## Task details
In the excerpt on DEI, what share of DEI professionals lost their jobs in 2022?

## Excerpt provided

-- begin --

DEI ideology has been around for years, but it was given a significant boost after the police killing of George Floyd and the Black Lives Matter protests in 2020. In response, many government and business leaders chose to embrace DEI as means to placate those calling for a new American regime in which people would be divided and advantaged according to race.

But DEI initiatives have been flailing recently – even before Trump’s election. Indeed, think-tank research from last year showed that over half of company executives were already anticipating pushback against DEI initiatives. Among the firms to have recently stepped back from DEI are Boeing, John Deere, Harley-Davidson, Black + Decker, Target and, the biggest of all, Walmart. Over the past two years, corporate DEI departments have been slashed, with one third of DEI professionals losing their jobs in 2022 alone.

Trump’s dismantling of DEI in the federal government no doubt thrills the various factions who support him, from the libertarians to the traditionalist conservatives to the white-nationalist fringe. Yet over time, perhaps the biggest winner from the dethroning DEI may be ethnic minorities themselves.

-- end --

## Excerpts of annotation records
-- begin --

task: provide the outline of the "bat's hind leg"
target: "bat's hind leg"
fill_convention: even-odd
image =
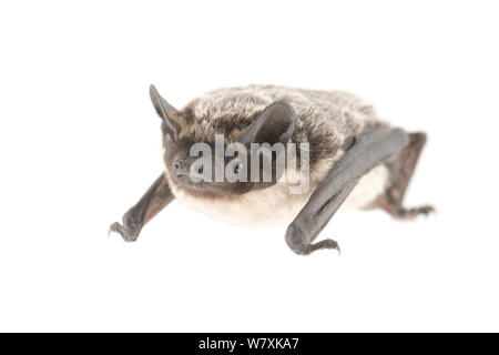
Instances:
[[[386,162],[386,166],[390,171],[391,185],[375,202],[375,206],[385,210],[396,219],[414,219],[419,214],[429,214],[435,211],[431,205],[410,209],[403,205],[407,186],[413,178],[422,148],[426,144],[426,133],[410,133],[409,144]]]

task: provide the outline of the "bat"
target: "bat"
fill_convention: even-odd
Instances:
[[[426,133],[393,126],[354,94],[248,85],[207,92],[182,110],[154,85],[150,95],[165,170],[111,225],[126,242],[174,199],[230,223],[288,224],[285,241],[298,255],[340,251],[315,240],[342,205],[404,220],[434,211],[403,204]]]

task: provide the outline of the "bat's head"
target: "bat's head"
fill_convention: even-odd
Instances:
[[[289,104],[274,102],[234,136],[227,133],[234,121],[204,132],[202,119],[186,119],[153,85],[151,100],[162,120],[163,159],[174,189],[216,199],[269,187],[281,179],[296,120]]]

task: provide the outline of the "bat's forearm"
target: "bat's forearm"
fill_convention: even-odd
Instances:
[[[110,232],[120,233],[128,242],[136,241],[142,227],[174,199],[164,173],[149,187],[142,199],[124,215],[123,224],[114,222]]]

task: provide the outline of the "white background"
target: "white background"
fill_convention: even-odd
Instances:
[[[499,331],[493,1],[3,1],[1,331]],[[286,226],[169,205],[111,222],[162,171],[149,84],[342,89],[428,132],[414,223],[340,211],[308,257]]]

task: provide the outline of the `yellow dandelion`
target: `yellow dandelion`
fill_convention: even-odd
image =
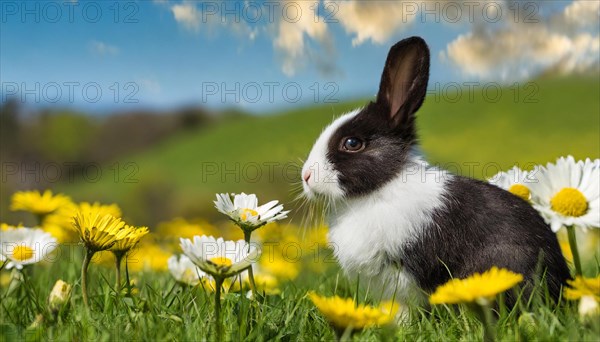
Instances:
[[[565,288],[565,298],[576,300],[585,296],[592,296],[600,301],[600,276],[596,278],[576,277],[568,280],[570,287]]]
[[[144,239],[138,248],[127,254],[128,269],[134,272],[144,270],[166,271],[171,253],[160,245],[148,242],[147,240],[149,239]]]
[[[94,252],[111,248],[131,233],[131,228],[125,229],[125,222],[120,218],[102,215],[99,211],[78,212],[73,227],[85,246]]]
[[[19,191],[13,194],[10,210],[24,210],[36,215],[47,215],[58,208],[71,203],[71,199],[63,194],[52,195],[46,190],[43,194],[39,191]]]
[[[470,303],[493,299],[523,281],[523,275],[507,269],[492,267],[465,279],[452,279],[437,288],[429,297],[431,304]]]
[[[121,217],[121,209],[116,204],[100,204],[98,202],[92,204],[88,202],[69,203],[46,215],[42,222],[42,229],[52,234],[59,242],[76,241],[77,234],[72,227],[73,217],[78,212],[98,212],[100,215],[110,214],[114,217]]]
[[[314,292],[309,292],[308,297],[335,329],[343,330],[351,327],[360,330],[384,325],[391,322],[398,312],[397,304],[386,303],[380,307],[357,305],[351,298],[323,297]]]
[[[77,208],[81,212],[97,212],[100,215],[109,214],[114,217],[121,217],[123,214],[121,213],[121,208],[118,205],[111,204],[102,204],[100,202],[88,203],[81,202]]]
[[[129,230],[130,233],[121,240],[115,242],[115,244],[110,248],[110,250],[114,253],[127,252],[128,250],[132,249],[141,238],[149,233],[148,227],[134,227],[125,225],[125,230]]]

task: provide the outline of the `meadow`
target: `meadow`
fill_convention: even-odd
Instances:
[[[433,163],[480,179],[513,165],[530,169],[563,155],[598,158],[597,80],[548,79],[534,86],[516,91],[503,88],[497,101],[490,101],[481,91],[472,99],[430,95],[418,114],[424,153]],[[182,253],[180,237],[244,237],[214,208],[215,194],[224,192],[256,193],[261,202],[278,199],[291,210],[287,220],[269,223],[253,235],[263,247],[257,265],[265,276],[274,279],[264,284],[263,295],[250,297],[248,284],[242,281],[226,286],[220,299],[224,339],[338,339],[307,294],[314,291],[379,305],[380,293],[361,279],[348,279],[339,269],[327,247],[325,226],[318,221],[301,225],[306,223],[306,212],[292,201],[296,195],[293,188],[298,183],[300,158],[306,156],[321,129],[333,117],[364,103],[350,101],[280,115],[230,118],[210,130],[180,133],[151,149],[109,163],[104,169],[108,176],[98,181],[54,184],[55,193],[64,193],[75,203],[118,204],[127,222],[147,225],[150,233],[129,252],[131,281],[125,286],[115,285],[110,253],[99,253],[92,260],[88,310],[81,289],[84,246],[66,224],[54,227],[54,232],[63,229],[61,244],[46,260],[26,266],[22,272],[2,269],[0,273],[0,340],[215,340],[214,289],[202,282],[188,285],[177,281],[169,273],[167,259]],[[115,164],[120,170],[118,177]],[[133,168],[124,169],[126,165]],[[256,168],[244,174],[248,165],[258,165],[262,177],[252,173]],[[268,165],[272,165],[271,174]],[[2,206],[7,212],[9,203]],[[1,218],[4,223],[29,226],[38,219],[27,212]],[[592,229],[577,236],[587,277],[600,273],[599,235],[598,229]],[[564,232],[559,232],[559,238],[566,243]],[[572,262],[568,250],[567,244],[565,257]],[[72,289],[56,306],[48,297],[59,279]],[[521,298],[512,309],[501,304],[501,297],[496,299],[500,304],[495,308],[494,339],[600,340],[597,313],[580,315],[577,300],[563,298],[556,305],[547,298],[543,286],[537,288],[536,296]],[[483,339],[484,324],[468,305],[406,309],[409,318],[399,324],[382,324],[345,337],[361,341]]]
[[[418,113],[427,159],[485,179],[513,165],[527,169],[569,154],[577,159],[600,156],[597,80],[532,84],[502,88],[496,100],[495,88],[489,95],[474,90],[472,98],[466,89],[457,97],[453,88],[430,95]],[[210,203],[217,192],[244,191],[289,203],[296,195],[292,190],[299,184],[301,159],[321,130],[369,100],[231,118],[108,163],[97,181],[53,186],[79,200],[122,204],[140,224],[177,216],[218,219],[210,205],[198,205]]]

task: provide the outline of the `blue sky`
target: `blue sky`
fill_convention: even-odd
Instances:
[[[94,113],[197,104],[260,114],[375,94],[389,47],[411,35],[431,47],[432,85],[597,69],[595,7],[581,18],[590,9],[570,1],[518,11],[499,1],[495,21],[496,7],[471,20],[456,3],[463,12],[450,23],[458,7],[447,3],[436,19],[408,1],[4,1],[2,96]],[[523,49],[536,39],[550,43]]]

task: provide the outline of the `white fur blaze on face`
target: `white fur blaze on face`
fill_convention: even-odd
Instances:
[[[331,162],[327,160],[327,151],[329,149],[329,140],[333,133],[359,112],[360,109],[356,109],[337,118],[325,128],[315,142],[308,155],[308,159],[304,163],[304,166],[302,166],[301,173],[304,195],[308,198],[314,198],[316,195],[323,195],[334,199],[344,196],[344,190],[339,184],[339,173],[334,169]]]

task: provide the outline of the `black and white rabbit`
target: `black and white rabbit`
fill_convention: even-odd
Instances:
[[[520,273],[531,285],[541,260],[557,298],[569,270],[556,236],[531,205],[432,167],[418,154],[415,112],[428,78],[426,43],[398,42],[376,101],[336,119],[315,142],[302,168],[304,194],[331,201],[328,237],[336,258],[361,283],[378,283],[405,303],[492,266]]]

-- end --

## Answer for the task
One third of DEI professionals lost their jobs in 2022.